> Problem to work on
Put every line of the records below into a JSON list of strings, one string per line, and leave out any blank lines.

--

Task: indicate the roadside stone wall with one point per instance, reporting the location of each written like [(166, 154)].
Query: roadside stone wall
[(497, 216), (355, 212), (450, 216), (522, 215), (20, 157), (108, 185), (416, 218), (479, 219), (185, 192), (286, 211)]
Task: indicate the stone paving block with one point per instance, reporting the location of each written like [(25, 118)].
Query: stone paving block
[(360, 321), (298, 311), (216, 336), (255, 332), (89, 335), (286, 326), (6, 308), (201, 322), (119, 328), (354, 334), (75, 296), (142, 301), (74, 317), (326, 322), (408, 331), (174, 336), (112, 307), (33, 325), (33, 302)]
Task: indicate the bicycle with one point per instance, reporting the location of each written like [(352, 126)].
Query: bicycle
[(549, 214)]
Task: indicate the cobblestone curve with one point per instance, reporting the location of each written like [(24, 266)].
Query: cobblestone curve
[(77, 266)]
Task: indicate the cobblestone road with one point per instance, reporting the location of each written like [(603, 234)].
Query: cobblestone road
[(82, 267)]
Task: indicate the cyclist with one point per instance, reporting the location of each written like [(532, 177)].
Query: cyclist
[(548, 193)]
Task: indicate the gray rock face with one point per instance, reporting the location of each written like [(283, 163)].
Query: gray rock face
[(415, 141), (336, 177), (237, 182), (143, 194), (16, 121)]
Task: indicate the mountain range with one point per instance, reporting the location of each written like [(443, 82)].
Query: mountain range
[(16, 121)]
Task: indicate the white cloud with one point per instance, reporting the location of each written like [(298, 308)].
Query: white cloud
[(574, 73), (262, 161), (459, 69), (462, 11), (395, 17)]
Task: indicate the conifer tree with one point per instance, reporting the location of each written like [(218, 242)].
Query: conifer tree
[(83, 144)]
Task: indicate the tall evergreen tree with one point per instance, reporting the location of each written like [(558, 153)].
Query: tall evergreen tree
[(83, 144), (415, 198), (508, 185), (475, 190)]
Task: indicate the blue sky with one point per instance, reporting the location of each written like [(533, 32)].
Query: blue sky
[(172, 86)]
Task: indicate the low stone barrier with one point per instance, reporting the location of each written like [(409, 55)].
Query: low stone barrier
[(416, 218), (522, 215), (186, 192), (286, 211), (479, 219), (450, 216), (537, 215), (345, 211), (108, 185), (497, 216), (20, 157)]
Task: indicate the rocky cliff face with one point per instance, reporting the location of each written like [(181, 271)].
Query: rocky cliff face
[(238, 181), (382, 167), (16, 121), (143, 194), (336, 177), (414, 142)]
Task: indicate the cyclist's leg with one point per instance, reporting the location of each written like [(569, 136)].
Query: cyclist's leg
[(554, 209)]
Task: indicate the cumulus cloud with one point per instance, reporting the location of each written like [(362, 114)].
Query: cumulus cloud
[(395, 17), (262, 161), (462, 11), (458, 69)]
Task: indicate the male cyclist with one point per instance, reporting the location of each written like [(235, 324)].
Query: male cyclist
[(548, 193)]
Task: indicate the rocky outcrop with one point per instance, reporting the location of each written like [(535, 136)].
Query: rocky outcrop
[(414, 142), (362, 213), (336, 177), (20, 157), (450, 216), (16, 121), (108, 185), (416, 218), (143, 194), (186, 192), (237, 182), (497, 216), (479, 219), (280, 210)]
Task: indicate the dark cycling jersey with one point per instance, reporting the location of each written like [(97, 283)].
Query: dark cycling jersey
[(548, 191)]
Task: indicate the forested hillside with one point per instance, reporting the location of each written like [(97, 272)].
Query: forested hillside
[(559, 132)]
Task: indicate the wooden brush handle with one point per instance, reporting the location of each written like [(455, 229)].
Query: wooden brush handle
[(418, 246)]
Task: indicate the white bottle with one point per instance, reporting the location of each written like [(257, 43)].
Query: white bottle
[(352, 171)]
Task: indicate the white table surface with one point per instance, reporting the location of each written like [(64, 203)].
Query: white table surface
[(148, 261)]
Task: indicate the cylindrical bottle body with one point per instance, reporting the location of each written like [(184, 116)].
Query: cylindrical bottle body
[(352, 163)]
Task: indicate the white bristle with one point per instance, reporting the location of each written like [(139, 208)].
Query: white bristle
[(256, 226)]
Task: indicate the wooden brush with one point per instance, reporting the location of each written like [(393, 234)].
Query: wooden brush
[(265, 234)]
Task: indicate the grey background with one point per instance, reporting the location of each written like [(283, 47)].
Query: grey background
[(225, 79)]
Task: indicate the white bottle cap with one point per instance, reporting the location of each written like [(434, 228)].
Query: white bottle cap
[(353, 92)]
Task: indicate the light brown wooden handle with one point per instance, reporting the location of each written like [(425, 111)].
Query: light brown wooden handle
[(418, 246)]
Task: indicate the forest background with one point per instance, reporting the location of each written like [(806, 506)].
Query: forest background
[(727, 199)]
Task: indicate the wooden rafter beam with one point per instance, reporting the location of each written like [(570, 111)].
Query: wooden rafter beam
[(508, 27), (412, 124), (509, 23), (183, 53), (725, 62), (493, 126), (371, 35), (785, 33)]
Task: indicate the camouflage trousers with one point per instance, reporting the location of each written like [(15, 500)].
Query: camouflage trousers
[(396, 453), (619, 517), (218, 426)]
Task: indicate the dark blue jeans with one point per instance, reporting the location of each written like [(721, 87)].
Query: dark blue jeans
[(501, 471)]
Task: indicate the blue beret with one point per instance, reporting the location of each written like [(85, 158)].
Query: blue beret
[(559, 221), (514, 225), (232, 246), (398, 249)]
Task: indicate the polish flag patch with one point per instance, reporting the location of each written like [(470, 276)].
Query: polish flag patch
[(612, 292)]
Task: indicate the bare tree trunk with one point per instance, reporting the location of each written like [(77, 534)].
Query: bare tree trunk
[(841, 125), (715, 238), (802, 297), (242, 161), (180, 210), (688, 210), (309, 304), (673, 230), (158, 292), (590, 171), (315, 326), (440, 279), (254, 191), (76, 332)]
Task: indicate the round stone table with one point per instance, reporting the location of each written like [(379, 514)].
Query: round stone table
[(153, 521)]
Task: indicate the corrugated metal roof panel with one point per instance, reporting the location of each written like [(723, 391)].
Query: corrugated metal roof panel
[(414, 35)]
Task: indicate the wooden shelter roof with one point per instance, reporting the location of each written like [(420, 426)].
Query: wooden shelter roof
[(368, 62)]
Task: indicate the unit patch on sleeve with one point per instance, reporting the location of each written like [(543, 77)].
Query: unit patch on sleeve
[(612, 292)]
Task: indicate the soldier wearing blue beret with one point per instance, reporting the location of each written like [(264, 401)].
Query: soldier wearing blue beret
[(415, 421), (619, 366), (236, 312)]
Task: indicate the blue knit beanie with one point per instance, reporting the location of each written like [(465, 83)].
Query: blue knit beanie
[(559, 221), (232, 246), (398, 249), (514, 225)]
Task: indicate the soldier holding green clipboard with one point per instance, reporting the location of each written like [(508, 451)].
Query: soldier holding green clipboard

--

> Worked solution
[
  "Task: indicate the roadside stone wall with one point per instance, reporting the location of each written like [(166, 154)].",
  "Query: roadside stone wall",
  "[(497, 216), (355, 212), (450, 216), (522, 215), (20, 157), (108, 185), (416, 218), (479, 219), (185, 192), (286, 211)]",
  "Task: indicate the stone paving block with one point per instance, reporting the location of each written like [(25, 118)].",
  "Query: stone paving block",
  "[(360, 321), (298, 311), (216, 336), (255, 332), (89, 335), (286, 326), (6, 308), (201, 322), (119, 328), (354, 334), (75, 296), (142, 301), (74, 317), (326, 322), (408, 331), (174, 336), (112, 307), (33, 325), (33, 302)]",
  "Task: indicate the bicycle with one point per instance, reporting the location of each written like [(352, 126)].",
  "Query: bicycle",
  "[(549, 214)]",
  "Task: indicate the cobblestone curve with one point per instance, reporting the location of each written like [(24, 266)].",
  "Query: cobblestone curve",
  "[(77, 266)]",
  "Task: indicate the cobblestone road with one point per instance, reporting the location of each written like [(603, 234)].",
  "Query: cobblestone road",
  "[(82, 267)]",
  "Task: indicate the cyclist with one point per instance, reporting the location of each written like [(532, 177)].",
  "Query: cyclist",
  "[(548, 193)]",
  "Task: indicate the gray rock face with one point per instance, reporting the location of each written like [(283, 163)].",
  "Query: gray rock face",
  "[(415, 141), (336, 177), (237, 182), (143, 194), (16, 121)]",
  "Task: indicate the mountain range with one point per instance, reporting the location of each written like [(443, 82)].",
  "Query: mountain range",
  "[(16, 121)]",
  "Task: indicate the white cloud with one point per instance, reporting the location of each written like [(298, 308)].",
  "Query: white cloud",
  "[(574, 73), (262, 161), (459, 69), (462, 11), (395, 17)]",
  "Task: indicate the conifer tree with one point per instance, reporting the location of each written like [(218, 242)].",
  "Query: conifer tree",
  "[(83, 144)]",
  "Task: indicate the tall evergreen tree with one point per instance, reporting the location of each written like [(558, 153)].",
  "Query: tall evergreen tree",
  "[(83, 144), (415, 198), (508, 185), (475, 190)]",
  "Task: indicate the blue sky with one point per instance, reporting the location of each written like [(533, 32)].",
  "Query: blue sky",
  "[(172, 86)]",
  "Task: indicate the low stone barrier with one point per instance, reporting the location of each written like [(409, 55)].",
  "Query: low stone barrier",
  "[(416, 218), (522, 215), (186, 192), (286, 211), (479, 219), (450, 216), (537, 215), (345, 211), (108, 185), (497, 216), (20, 157)]",
  "Task: indicate the rocky cliff face with one point per instance, reporting the location of each written like [(181, 271)].",
  "Query: rocky cliff face",
  "[(238, 181), (382, 167), (16, 121), (143, 194), (336, 177), (414, 142)]",
  "Task: indicate the cyclist's leg with one point per instance, reporting the location of each written like [(569, 136)].",
  "Query: cyclist's leg",
  "[(554, 209)]",
  "Task: indicate the cumulus cloud with one point per instance, reporting the location of each written like [(362, 114)].",
  "Query: cumulus cloud",
  "[(395, 17), (262, 161), (462, 11), (458, 69)]",
  "Task: indicate the male cyclist with one point per instance, reporting the location of each written like [(235, 324)].",
  "Query: male cyclist",
  "[(548, 193)]",
  "Task: indicate the rocky outcrop with one point per instance, reporting the location of each written like [(535, 136)].",
  "Query: rocky outcrop",
  "[(414, 142), (362, 213), (336, 177), (20, 157), (450, 216), (16, 121), (108, 185), (416, 218), (143, 194), (186, 192), (237, 182), (497, 216), (479, 219), (280, 210)]",
  "Task: indicate the dark cycling jersey with one point per instance, reporting the location of each written like [(97, 283)].",
  "Query: dark cycling jersey",
  "[(548, 191)]",
  "Task: indicate the forested hillside with one point per instance, reporting the location of each written like [(97, 272)].",
  "Query: forested hillside",
  "[(559, 132)]",
  "Task: indicate the wooden brush handle with one point per instance, reporting the location of each written like [(455, 229)].",
  "Query: wooden brush handle",
  "[(418, 246)]",
  "Task: indicate the white bottle with one point per instance, reporting the location of each written like [(257, 43)].",
  "Query: white bottle",
  "[(352, 171)]",
  "Task: indicate the white table surface with one point per instance, reporting the location of each written like [(64, 203)].",
  "Query: white table surface",
  "[(148, 261)]",
  "Task: indicate the cylindrical bottle body with one point per instance, reporting the location of each written like [(184, 116)].",
  "Query: cylindrical bottle body",
  "[(352, 163)]",
  "Task: indicate the white bristle with one point per instance, reporting the location of each written like [(139, 208)].",
  "Query: white bristle",
  "[(256, 226)]",
  "Task: indicate the wooden brush with one point per instance, reporting the location of each written like [(393, 234)].",
  "Query: wooden brush",
  "[(265, 234)]",
  "Task: indicate the grey background with one point per instance, reporting the location of each written like [(283, 47)].",
  "Query: grey background",
  "[(225, 79)]",
  "Task: indicate the white bottle cap with one point per instance, reporting the location of each written like [(434, 228)].",
  "Query: white bottle cap",
  "[(353, 92)]",
  "Task: indicate the light brown wooden handle with one point per instance, reporting the location of each written like [(425, 111)].",
  "Query: light brown wooden handle",
  "[(418, 246)]",
  "Task: indicate the forest background with one point per instance, reporting the location of each written like [(806, 506)].",
  "Query: forest background",
  "[(727, 199)]",
  "Task: indicate the wooden rafter beam with one point per instance, reporting the location of each written like [(570, 111)].",
  "Query: wooden rafter beam",
  "[(508, 27), (412, 124), (509, 23), (183, 53), (725, 62), (493, 126), (371, 35), (785, 33)]",
  "Task: indicate the camouflage trousers with one point per instance, reporting the location of each written like [(15, 500)].",
  "Query: camouflage trousers",
  "[(396, 453), (619, 517), (218, 426)]",
  "Task: indicate the dark blue jeans with one point per instance, reporting the location of each written like [(721, 87)].",
  "Query: dark blue jeans",
  "[(501, 471)]",
  "Task: indicate the blue beret with one point per instance, reporting the location of each written like [(85, 158)].",
  "Query: blue beret",
  "[(559, 221), (514, 225), (232, 246), (398, 249)]",
  "Task: indicate the polish flag patch with one point per instance, reporting the location of each written like [(470, 276)].",
  "Query: polish flag patch",
  "[(612, 292)]",
  "Task: indicate the bare tree trunk with one point per instance, reporting the location of each written like [(77, 534)].",
  "Query: bare tree trunk",
  "[(841, 125), (715, 238), (802, 297), (242, 161), (180, 210), (688, 210), (309, 304), (673, 230), (158, 292), (590, 171), (315, 326), (440, 279), (254, 191), (76, 332)]",
  "Task: indicate the round stone table with one point per instance, reporting the location of each written like [(379, 514)].",
  "Query: round stone table",
  "[(153, 521)]",
  "Task: indicate the corrugated metal roof panel with one point per instance, reporting the location of each written like [(723, 391)].",
  "Query: corrugated metal roof panel",
  "[(414, 35)]",
  "Task: indicate the wooden shelter roof with one point per instance, reporting the location of each written like [(420, 426)].",
  "Query: wooden shelter roof",
  "[(368, 62)]",
  "Task: indicate the unit patch on sleeve with one point per instance, reporting the location of each written like [(543, 77)].",
  "Query: unit patch on sleeve",
  "[(612, 292)]",
  "Task: indicate the soldier wearing blue beret with one point per instance, reporting the location of each written like [(264, 401)].",
  "Query: soldier wearing blue beret",
  "[(415, 421), (619, 366), (236, 312)]",
  "Task: indicate the blue knit beanie with one point per instance, reporting the location of each written like [(465, 83)].",
  "Query: blue knit beanie",
  "[(559, 221), (232, 246), (398, 249), (514, 225)]",
  "Task: indicate the soldier holding green clipboard with one point per instance, reporting the location of each written like [(508, 451)].",
  "Query: soldier holding green clipboard"
]